Data lines
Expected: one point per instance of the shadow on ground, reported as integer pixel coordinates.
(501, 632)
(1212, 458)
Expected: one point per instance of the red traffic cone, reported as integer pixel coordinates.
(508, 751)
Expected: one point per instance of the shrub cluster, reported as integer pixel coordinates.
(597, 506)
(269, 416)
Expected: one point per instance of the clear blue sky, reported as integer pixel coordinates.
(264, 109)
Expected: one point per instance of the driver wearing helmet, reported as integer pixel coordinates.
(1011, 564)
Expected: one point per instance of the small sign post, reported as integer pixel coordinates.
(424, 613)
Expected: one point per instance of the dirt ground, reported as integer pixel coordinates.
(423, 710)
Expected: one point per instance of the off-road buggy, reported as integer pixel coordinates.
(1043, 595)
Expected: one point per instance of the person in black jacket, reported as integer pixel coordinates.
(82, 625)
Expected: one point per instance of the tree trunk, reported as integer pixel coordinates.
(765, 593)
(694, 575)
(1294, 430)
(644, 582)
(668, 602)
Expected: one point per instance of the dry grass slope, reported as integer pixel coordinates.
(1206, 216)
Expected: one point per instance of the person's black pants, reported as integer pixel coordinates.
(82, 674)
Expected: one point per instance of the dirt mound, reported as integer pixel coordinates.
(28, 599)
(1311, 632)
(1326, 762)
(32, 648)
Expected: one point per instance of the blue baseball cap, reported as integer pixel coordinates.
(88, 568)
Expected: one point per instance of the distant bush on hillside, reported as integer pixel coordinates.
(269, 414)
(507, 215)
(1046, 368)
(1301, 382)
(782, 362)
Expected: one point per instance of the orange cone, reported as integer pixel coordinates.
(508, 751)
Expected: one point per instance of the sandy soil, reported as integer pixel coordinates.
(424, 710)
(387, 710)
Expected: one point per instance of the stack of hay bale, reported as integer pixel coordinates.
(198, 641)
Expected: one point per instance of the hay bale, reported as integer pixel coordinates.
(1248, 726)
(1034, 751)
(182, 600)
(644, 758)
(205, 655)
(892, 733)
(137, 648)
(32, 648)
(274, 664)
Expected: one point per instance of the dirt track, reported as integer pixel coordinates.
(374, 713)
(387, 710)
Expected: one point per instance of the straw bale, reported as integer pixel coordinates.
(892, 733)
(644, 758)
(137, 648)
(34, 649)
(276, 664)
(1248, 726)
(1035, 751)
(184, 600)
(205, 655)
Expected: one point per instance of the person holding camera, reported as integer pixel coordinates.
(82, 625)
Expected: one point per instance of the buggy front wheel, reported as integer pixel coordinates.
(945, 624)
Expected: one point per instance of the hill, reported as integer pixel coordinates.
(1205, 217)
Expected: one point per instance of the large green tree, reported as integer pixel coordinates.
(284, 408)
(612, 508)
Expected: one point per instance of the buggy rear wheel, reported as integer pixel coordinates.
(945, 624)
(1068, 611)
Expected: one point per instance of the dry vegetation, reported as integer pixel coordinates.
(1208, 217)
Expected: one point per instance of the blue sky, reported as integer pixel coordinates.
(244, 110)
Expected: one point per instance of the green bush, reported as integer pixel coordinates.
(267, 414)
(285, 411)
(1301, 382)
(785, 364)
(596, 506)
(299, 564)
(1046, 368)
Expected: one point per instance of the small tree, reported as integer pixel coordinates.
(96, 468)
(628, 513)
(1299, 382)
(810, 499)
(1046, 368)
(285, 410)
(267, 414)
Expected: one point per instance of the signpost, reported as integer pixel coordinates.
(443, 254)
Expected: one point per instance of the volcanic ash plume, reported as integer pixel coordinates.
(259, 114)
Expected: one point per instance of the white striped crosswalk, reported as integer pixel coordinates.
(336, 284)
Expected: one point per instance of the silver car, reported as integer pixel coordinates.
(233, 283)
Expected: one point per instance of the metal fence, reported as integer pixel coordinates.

* REQUIREMENT:
Rename "integer pixel coordinates" to "whole-number pixel coordinates" throughout the records and reproduce them with everything else unchanged.

* TASK RESPONSE:
Expected: one point per instance of the shadow on ground, reported as whole-number pixel coordinates.
(501, 632)
(1212, 458)
Expected: one point per instance of the red traffic cone, reported as whole-number pixel coordinates.
(508, 751)
Expected: one point per instance of the shrub cluster, reported as whole-number pixel coordinates.
(597, 506)
(269, 416)
Expected: one point per instance of the clear blue sky, reported as whole-number pixel coordinates.
(264, 109)
Expected: one point per instance of the driver wearing helmet, reported as whole-number pixel coordinates.
(1011, 564)
Expected: one point per instance of the small sign post, reported as whole-number pixel coordinates.
(424, 613)
Expected: one point per instance of the dirt ground, reported as whole-number pixel coordinates.
(423, 710)
Expected: one point per instance of the off-road buggy, reported as whole-number pixel coordinates.
(1043, 595)
Expected: one point per instance of the person in black jacket, reported as whole-number pixel coordinates.
(82, 625)
Expected: one point per instance of the tree trunk, reported as whole-number pixel coordinates.
(765, 593)
(694, 575)
(1294, 430)
(644, 582)
(668, 602)
Expected: one point per instance of the dry grass slope, reported as whole-number pixel coordinates.
(1206, 216)
Expected: one point per instance of the person's black pants, reported as whole-number pixel coordinates.
(82, 674)
Expected: one point per instance of the dirt mound, reported as whole-number pixel coordinates.
(28, 599)
(1311, 632)
(1326, 762)
(32, 648)
Expected: one point per instance of the blue baseball cap, reported as whole-number pixel coordinates.
(88, 568)
Expected: one point per instance of the distant bush on hillside, reported as whole-number pixel coordinates.
(269, 414)
(507, 215)
(1046, 368)
(1301, 382)
(782, 362)
Expected: one point per instance of the orange cone, reported as whole-number pixel coordinates.
(508, 751)
Expected: one point per instance of the sandy soil, reported as whole-number pixel coordinates.
(424, 710)
(387, 710)
Expected: one point per instance of the stack of hay bale, reported as whole-number pixel coordinates.
(198, 641)
Expected: one point per instance of the hay bale, reported as whole-number pixel coordinates.
(1248, 726)
(1034, 751)
(182, 600)
(644, 758)
(205, 655)
(892, 733)
(137, 648)
(32, 648)
(274, 664)
Expected: one point per instance of the dirt track, reported as whole-number pixel coordinates.
(374, 713)
(387, 710)
Expected: one point per instance of the straw bale, reported as whole-number pixel coordinates.
(892, 733)
(644, 758)
(137, 648)
(34, 649)
(276, 664)
(1248, 726)
(1035, 751)
(184, 600)
(205, 655)
Expected: one point per instance of the person holding camera, reported as whole-number pixel coordinates.
(82, 625)
Expected: one point per instance of the buggy front wheel, reported as whole-number pixel coordinates.
(945, 624)
Expected: one point per instance of the hill, reported as whole-number pixel coordinates.
(1205, 217)
Expected: one point per instance of the large green tree, reported as whole-number pixel coordinates.
(284, 408)
(612, 508)
Expected: one point per instance of the buggy rear wheel, reported as whole-number pixel coordinates.
(945, 624)
(1068, 611)
Expected: one point per instance of the dry vegetation, reported as whole-number pixel coordinates.
(1208, 217)
Expected: one point per instance of the blue sky, reported as whole-number pixel coordinates.
(244, 110)
Expected: one point per instance of the green bush, reported as whole-number pixel coordinates.
(267, 414)
(285, 411)
(1301, 382)
(785, 364)
(596, 506)
(299, 564)
(1046, 368)
Expected: one point per instance of the small tree, reported as whole-number pixel coordinates.
(96, 468)
(628, 513)
(1299, 382)
(810, 499)
(1046, 368)
(285, 410)
(267, 414)
Expected: one point per instance of the signpost, reported as whole-number pixel coordinates.
(443, 254)
Expected: one point per instance of the volcanic ash plume, reported as whole-number pixel coordinates.
(259, 114)
Expected: one point per instance of the white striped crosswalk, reported as whole-number pixel coordinates.
(336, 284)
Expected: one point per instance of the silver car, reported as whole-number pixel coordinates.
(233, 283)
Expected: one point per instance of the metal fence, reported as whole-number pixel coordinates.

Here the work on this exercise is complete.